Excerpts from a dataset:

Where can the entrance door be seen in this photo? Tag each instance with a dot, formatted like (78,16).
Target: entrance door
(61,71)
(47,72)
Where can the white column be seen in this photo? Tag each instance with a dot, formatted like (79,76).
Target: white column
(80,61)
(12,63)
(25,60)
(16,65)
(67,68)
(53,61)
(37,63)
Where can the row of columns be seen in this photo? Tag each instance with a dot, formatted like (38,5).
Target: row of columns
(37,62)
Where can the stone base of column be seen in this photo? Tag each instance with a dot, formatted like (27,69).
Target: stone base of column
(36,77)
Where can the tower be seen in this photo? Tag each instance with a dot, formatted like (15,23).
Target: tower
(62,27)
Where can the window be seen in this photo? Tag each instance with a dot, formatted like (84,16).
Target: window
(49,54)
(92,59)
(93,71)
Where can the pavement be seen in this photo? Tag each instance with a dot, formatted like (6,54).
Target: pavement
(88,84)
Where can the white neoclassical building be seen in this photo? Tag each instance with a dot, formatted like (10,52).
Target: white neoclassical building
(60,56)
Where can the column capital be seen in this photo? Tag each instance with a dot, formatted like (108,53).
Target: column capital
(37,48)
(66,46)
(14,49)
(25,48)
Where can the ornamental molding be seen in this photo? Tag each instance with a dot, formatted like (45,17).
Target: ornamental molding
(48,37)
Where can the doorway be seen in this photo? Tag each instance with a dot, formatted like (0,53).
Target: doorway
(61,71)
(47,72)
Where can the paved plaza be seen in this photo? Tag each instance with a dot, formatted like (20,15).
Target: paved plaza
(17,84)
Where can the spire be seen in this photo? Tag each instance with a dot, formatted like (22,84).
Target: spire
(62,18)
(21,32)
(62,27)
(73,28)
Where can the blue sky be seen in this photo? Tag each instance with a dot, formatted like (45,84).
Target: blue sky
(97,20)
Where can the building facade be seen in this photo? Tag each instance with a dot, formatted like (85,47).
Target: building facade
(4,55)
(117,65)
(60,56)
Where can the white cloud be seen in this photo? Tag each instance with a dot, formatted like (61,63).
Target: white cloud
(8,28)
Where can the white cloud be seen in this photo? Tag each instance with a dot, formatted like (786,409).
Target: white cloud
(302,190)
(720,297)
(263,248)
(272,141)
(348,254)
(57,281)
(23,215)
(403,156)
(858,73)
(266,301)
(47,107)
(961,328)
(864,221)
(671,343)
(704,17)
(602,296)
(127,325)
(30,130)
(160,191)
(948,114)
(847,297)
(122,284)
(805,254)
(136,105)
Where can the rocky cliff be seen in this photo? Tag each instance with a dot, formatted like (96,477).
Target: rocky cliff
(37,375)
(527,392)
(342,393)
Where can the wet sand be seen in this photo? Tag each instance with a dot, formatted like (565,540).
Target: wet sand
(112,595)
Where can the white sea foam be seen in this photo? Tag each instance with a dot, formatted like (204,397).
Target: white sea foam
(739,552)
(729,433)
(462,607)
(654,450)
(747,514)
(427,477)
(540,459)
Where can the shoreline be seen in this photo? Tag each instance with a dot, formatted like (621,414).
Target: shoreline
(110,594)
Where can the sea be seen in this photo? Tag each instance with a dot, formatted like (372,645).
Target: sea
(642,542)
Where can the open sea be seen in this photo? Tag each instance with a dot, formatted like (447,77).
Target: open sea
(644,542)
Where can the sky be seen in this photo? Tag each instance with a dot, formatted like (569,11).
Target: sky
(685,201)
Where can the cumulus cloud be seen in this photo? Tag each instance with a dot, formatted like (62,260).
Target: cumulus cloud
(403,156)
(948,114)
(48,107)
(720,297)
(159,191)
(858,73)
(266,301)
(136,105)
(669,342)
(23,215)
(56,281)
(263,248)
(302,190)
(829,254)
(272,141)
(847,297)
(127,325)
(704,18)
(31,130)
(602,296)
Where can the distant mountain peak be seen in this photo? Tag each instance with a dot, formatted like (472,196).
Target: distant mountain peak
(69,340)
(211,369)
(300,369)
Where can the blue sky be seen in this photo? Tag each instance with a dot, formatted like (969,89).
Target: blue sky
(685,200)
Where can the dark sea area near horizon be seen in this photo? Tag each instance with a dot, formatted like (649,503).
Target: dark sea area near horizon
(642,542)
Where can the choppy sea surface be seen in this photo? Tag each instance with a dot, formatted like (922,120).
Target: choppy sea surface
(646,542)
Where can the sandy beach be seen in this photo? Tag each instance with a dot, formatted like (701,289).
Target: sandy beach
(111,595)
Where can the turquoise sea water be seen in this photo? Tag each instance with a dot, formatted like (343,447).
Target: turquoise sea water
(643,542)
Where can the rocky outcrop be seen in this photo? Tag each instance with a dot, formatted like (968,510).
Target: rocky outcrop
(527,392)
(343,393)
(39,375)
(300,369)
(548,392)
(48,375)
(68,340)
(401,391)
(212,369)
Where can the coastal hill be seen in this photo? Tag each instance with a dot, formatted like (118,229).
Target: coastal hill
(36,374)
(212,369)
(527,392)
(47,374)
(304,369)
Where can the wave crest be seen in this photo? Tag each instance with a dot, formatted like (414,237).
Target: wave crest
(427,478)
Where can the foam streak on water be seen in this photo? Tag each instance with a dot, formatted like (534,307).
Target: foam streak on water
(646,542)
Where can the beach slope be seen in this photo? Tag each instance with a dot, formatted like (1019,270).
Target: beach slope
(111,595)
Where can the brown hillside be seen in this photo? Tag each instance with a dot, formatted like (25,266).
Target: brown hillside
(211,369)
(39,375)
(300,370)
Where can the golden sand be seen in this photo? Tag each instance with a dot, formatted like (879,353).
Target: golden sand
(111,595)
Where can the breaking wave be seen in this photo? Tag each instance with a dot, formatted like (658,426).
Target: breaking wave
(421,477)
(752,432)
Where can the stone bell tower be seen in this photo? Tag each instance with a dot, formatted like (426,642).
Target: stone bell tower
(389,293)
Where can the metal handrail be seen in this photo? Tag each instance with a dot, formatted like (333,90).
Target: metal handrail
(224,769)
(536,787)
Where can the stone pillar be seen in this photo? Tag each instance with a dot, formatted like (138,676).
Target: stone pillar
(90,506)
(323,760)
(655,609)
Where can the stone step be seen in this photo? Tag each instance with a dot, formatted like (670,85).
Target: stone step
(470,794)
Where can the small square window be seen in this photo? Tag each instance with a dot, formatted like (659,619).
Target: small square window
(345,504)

### What this task involves
Given the records above, restate word for word only the lines starting at the one with "Target: sandy beach" and ending at the one with "Where can the rocky outcrop".

### Exercise response
Target: sandy beach
(111,595)
Where can the turquoise sea water be seen in this photo? Tag each instance with a dot, formatted like (343,447).
Target: turquoise sea water
(643,542)
Where can the rocky outcrop be seen in this photo? Tag each instance with a dot, formatted like (968,510).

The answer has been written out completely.